Wir Menschen begreifen eben besser, wenn wir einen Gegenstand
im ganz wörtlichen Sinn „begreifen“ können! Das gilt
nicht nur für Kinder, sondern auch für Erwachsene. In „Windstärke
10“ gibt es ganz unterschiedliche interaktive Angebote.
Etwa wenn man die codierte Fangmeldung eines Fischdampfers
entschlüsseln muss. Oder bei der „Fangkontrolle“ ein
Netz auf die Größe der Maschen prüft
Können die Besucher an einer Stelle im Museum wirklich hautnah
erleben, wie sich das Meer bei Windstärke 10 verhält?
Man kann einen schweren Sturm mit Windstärke 10 nicht simulieren.
Selbst im Windkanal bekommt man nur eine ungefähre
Vorstellung von der Gewalt des Windes. Wir setzen
deshalb lieber auf starke Bilder. Wir haben von einem Amateurfilmer
Aufnahmen zur Verfügung gestellt bekommen, die
er im Orkan vor Grönland gemacht hat.

•••••

Aufgaben:
a - Kopiere aus dem zitierten Abschnitt den Wortlaut von „Wir Menschen begreifen“ bis „Windstärke 10 verhält?“ unverändert.
b - Beantworte die folgenden Fragen anhand des zitierten Abschnitts:
(i) Für wen gilt, dass man besser begreift, wenn man einen Gegenstand wörtlich „begreifen“ kann?
(ii) Worauf wird bei der „Fangkontrolle“ ein Netz geprüft?
(iii) Wo hat der Amateurfilmer seine Aufnahmen gemacht?
c - Erkläre in ein bis drei Sätzen, warum im zitierten Abschnitt auf starke Bilder gesetzt wird.

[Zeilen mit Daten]
•••••

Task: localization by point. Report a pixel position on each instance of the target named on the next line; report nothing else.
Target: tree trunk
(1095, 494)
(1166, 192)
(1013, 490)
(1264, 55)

•••••

Lösungen:
a -
Wir Menschen begreifen eben besser, wenn wir einen Gegenstand
im ganz wörtlichen Sinn „begreifen“ können! Das gilt
nicht nur für Kinder, sondern auch für Erwachsene. In „Windstärke
10“ gibt es ganz unterschiedliche interaktive Angebote.
Etwa wenn man die codierte Fangmeldung eines Fischdampfers
entschlüsseln muss. Oder bei der „Fangkontrolle“ ein
Netz auf die Größe der Maschen prüft
Können die Besucher an einer Stelle im Museum wirklich hautnah
erleben, wie sich das Meer bei Windstärke 10 verhält?

b -
(i) Nicht nur für Kinder, sondern auch für Erwachsene.
(ii) Auf die Größe der Maschen.
(iii) Im Orkan vor Grönland.

c - Einen schweren Sturm mit Windstärke 10 kann man nicht simulieren. Selbst im Windkanal bekommt man nur eine ungefähre Vorstellung von der Gewalt des Windes, deshalb setzt man lieber auf starke Bilder.